Assigned task: Exact reproduction is required for all entries.
___ Records provided ___
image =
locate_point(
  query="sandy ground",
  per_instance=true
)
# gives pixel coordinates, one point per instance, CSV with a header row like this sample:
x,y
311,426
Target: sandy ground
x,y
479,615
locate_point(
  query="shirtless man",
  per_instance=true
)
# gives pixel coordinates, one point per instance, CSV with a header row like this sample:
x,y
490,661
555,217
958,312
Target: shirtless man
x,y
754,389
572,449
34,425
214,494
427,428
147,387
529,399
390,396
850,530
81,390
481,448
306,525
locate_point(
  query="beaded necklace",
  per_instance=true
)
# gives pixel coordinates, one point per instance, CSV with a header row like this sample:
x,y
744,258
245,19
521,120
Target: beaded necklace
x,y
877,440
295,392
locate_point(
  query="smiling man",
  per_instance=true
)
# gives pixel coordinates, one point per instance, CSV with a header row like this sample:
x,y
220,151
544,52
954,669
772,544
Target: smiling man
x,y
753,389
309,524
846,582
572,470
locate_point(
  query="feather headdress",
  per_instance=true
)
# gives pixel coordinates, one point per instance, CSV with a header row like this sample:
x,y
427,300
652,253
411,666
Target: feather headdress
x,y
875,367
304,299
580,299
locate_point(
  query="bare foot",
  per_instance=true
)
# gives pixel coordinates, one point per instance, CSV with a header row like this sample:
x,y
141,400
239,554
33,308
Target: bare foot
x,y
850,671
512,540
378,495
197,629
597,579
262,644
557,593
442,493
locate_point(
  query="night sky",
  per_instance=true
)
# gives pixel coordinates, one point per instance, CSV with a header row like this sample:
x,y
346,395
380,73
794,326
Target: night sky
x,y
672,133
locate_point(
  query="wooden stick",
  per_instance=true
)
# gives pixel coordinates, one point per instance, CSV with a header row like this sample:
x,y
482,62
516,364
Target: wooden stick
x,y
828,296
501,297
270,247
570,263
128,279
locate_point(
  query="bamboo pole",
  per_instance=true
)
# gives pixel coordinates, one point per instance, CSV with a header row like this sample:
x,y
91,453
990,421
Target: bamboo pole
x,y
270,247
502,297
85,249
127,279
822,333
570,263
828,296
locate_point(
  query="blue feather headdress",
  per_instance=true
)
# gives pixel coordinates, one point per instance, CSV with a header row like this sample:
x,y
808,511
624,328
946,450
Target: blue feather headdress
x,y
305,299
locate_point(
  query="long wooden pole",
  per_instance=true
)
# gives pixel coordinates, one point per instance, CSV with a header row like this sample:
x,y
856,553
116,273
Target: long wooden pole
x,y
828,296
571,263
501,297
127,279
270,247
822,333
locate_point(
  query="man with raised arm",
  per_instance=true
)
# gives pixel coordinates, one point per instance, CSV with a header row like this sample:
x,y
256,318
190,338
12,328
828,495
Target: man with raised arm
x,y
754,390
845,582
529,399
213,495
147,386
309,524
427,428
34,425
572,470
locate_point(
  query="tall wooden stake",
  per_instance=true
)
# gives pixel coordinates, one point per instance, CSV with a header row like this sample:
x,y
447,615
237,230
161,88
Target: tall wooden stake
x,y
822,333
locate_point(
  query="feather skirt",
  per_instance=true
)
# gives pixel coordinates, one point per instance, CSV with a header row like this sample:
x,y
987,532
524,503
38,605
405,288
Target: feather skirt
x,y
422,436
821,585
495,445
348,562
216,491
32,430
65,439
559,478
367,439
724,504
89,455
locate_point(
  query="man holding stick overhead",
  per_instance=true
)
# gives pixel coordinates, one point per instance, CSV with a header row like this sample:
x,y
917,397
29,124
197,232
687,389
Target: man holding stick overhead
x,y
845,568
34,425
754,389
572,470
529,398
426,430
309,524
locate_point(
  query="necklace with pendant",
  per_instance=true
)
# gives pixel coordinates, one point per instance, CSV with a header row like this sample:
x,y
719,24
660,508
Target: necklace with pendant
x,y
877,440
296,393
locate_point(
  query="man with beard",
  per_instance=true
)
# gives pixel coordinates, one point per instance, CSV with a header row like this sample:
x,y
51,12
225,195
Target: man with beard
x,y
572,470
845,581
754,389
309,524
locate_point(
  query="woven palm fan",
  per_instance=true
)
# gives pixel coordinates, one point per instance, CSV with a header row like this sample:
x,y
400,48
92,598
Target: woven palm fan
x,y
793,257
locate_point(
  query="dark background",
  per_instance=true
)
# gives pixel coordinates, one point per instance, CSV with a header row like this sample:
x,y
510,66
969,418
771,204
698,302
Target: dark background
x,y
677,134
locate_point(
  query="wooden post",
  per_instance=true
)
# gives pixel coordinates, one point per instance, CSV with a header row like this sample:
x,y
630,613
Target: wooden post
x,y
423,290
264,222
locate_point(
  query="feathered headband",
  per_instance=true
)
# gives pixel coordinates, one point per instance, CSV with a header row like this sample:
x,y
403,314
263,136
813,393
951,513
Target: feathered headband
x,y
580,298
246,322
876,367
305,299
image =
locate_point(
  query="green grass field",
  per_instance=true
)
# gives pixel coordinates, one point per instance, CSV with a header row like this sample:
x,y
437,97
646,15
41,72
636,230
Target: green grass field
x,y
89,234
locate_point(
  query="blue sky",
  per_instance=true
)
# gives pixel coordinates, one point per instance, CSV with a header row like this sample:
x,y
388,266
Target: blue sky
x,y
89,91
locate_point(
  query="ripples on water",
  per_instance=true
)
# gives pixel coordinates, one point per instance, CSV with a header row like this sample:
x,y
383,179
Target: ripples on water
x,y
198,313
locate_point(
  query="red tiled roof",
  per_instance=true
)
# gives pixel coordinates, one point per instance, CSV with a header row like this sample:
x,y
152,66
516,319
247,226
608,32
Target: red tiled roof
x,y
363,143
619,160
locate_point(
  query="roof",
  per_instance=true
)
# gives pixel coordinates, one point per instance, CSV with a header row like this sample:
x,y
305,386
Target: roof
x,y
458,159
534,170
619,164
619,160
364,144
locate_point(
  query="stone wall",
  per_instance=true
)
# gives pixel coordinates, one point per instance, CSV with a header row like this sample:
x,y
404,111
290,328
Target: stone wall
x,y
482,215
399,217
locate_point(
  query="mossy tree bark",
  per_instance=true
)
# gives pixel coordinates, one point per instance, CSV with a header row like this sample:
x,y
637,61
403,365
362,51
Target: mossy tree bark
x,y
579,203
___
Written answer:
image =
locate_point(
  query="sandy ground",
  per_instance=true
)
# gives pixel coordinates, one point per instance, CSV with a header row like this sample:
x,y
311,426
Target: sandy ground
x,y
479,615
locate_point(
  query="shirtless man",
  per_instance=true
)
# gives pixel coordinates, one point per instance, CSV with a header row like this sample:
x,y
490,661
555,217
958,312
Target: shirtless man
x,y
754,389
572,449
34,425
214,494
427,428
147,387
529,399
390,396
850,530
81,390
481,448
306,525
locate_point(
  query="beaded necklace",
  per_instance=true
)
# gives pixel coordinates, one point per instance, CSV with a header row like this sample:
x,y
744,258
245,19
521,120
Target: beaded necklace
x,y
877,440
295,392
locate_point(
  query="smiling man",
  per_instance=true
)
# gives pixel coordinates, one point per instance, CSV with a header row like this sample:
x,y
220,151
544,52
954,669
772,544
Target: smiling man
x,y
753,389
309,524
846,582
572,470
locate_point(
  query="feather headdress",
  per_instance=true
)
# gives pixel coordinates, one point per instance, CSV with a header row like this sample:
x,y
427,300
652,253
411,666
Target: feather headdress
x,y
875,367
304,299
580,299
locate_point(
  query="bare foot",
  per_instance=true
)
# gives pixel coordinates, one point per instance, CSV with a header row like this sample:
x,y
141,400
239,554
33,308
Target: bare foot
x,y
850,671
512,540
378,495
197,629
597,579
262,644
557,593
442,493
locate_point(
  query="night sky",
  per_instance=true
)
# gives pixel coordinates, one point per instance, CSV with a header row like this sample:
x,y
346,395
380,73
794,326
Target: night sky
x,y
672,133
locate_point(
  query="wooden stick",
  per_instance=true
)
# gives pixel coordinates, one point per instance, CSV with a header row like this sample:
x,y
482,62
516,364
Target: wooden stick
x,y
828,296
501,297
270,247
570,263
128,279
locate_point(
  query="bamboo pole",
  per_instance=true
)
# gives pixel coordinates, one point per instance, CSV with a header row like this sample:
x,y
91,453
990,421
Target: bamboo pole
x,y
270,247
502,297
85,249
127,279
822,333
570,263
828,296
locate_point(
  query="blue feather headdress",
  per_instance=true
)
# gives pixel coordinates, one point per instance, CSV with a header row like this sample:
x,y
808,511
624,328
946,450
Target: blue feather headdress
x,y
305,299
locate_point(
  query="long wooden pole",
  per_instance=true
)
# gives pixel coordinates, one point per instance, CSV with a header row like this sample:
x,y
856,553
116,273
Target: long wooden pole
x,y
828,296
571,263
501,297
127,279
270,247
822,333
locate_point(
  query="man with raised arm",
  per_instance=true
)
# gives pixel coordinates, one point per instance, CSV with a header row like this sample:
x,y
256,318
190,338
12,328
828,495
Target: man with raised arm
x,y
754,390
845,582
529,399
213,495
147,386
309,524
427,428
34,425
572,470
locate_point(
  query="tall wooden stake",
  per_instance=true
)
# gives pixel coordinates, one point per instance, CSV with a header row like this sample:
x,y
447,615
237,230
161,88
Target: tall wooden stake
x,y
822,333
locate_point(
  query="feather skirt",
  per_instance=true
)
# gives pixel coordinates, one point per instance, CSV with a header row like this sample:
x,y
987,532
524,503
38,605
405,288
Target: feather skirt
x,y
422,436
821,585
495,445
348,562
216,491
32,430
65,439
559,478
367,439
724,504
89,455
locate_point(
  query="man holding stick overhead",
  per_instance=true
)
# gives pixel coordinates, one point per instance, CSV with a header row like this sample:
x,y
917,397
29,124
197,232
687,389
Target: man holding stick overhead
x,y
845,568
34,425
754,389
572,470
529,398
426,430
309,524
locate_point(
  query="necklace with pendant",
  per_instance=true
)
# gives pixel coordinates, one point per instance, CSV with a header row like this sample:
x,y
719,24
660,508
Target: necklace with pendant
x,y
877,440
296,393
locate_point(
  query="man with beard",
  per_instance=true
)
# gives pixel coordinates, one point per instance, CSV with a header row like this sample:
x,y
51,12
225,195
Target: man with beard
x,y
572,470
845,581
754,389
309,524
locate_point(
  query="woven palm fan",
  per_instance=true
)
# gives pixel coordinates, one point per instance, CSV with a header row like this sample:
x,y
400,48
92,598
Target: woven palm fan
x,y
793,257
locate_point(
  query="dark background",
  per_instance=true
)
# gives pixel coordinates, one point per instance, CSV with a header row like this sample:
x,y
510,66
969,418
771,204
698,302
Target: dark background
x,y
677,134
locate_point(
  query="wooden post",
  per_instance=true
)
# gives pixel coordinates, one point per instance, CSV with a header row like this sample:
x,y
630,613
Target: wooden post
x,y
423,290
264,222
locate_point(
  query="feathered headband",
  per_instance=true
)
# gives pixel coordinates, one point per instance, CSV with a header row like this sample:
x,y
403,314
263,136
813,393
951,513
Target: feathered headband
x,y
580,298
246,322
876,367
305,299
image =
locate_point(
  query="green grass field",
  per_instance=true
)
# gives pixel coordinates, one point per instance, CSV with a header row like this sample:
x,y
437,97
646,15
41,72
636,230
Target: green grass field
x,y
89,234
locate_point(
  query="blue sky",
  per_instance=true
)
# gives pixel coordinates, one point per instance, CSV with a header row like this sample:
x,y
388,266
Target: blue sky
x,y
89,91
locate_point(
  query="ripples on water",
  per_instance=true
)
# gives pixel coordinates, one point per instance, CSV with a header row like this sample:
x,y
383,179
Target: ripples on water
x,y
198,313
locate_point(
  query="red tiled roof",
  per_instance=true
)
# gives pixel coordinates, one point per instance, CSV with a header row like this sample:
x,y
152,66
516,319
247,226
608,32
Target: red tiled roof
x,y
363,143
619,160
locate_point(
  query="roof",
  per_instance=true
)
# gives pixel coordinates, one point per instance, CSV with a header row like this sample:
x,y
305,386
Target: roof
x,y
458,159
534,170
619,164
619,160
364,144
locate_point(
  query="stone wall",
  per_instance=true
)
# gives pixel coordinates, one point per instance, CSV with a header row like this sample:
x,y
404,111
290,328
Target: stone wall
x,y
482,215
399,217
locate_point(
  query="mossy tree bark",
  per_instance=true
)
# gives pixel coordinates, one point per instance, CSV with a header row like this sample:
x,y
637,61
403,365
362,51
Target: mossy tree bark
x,y
579,203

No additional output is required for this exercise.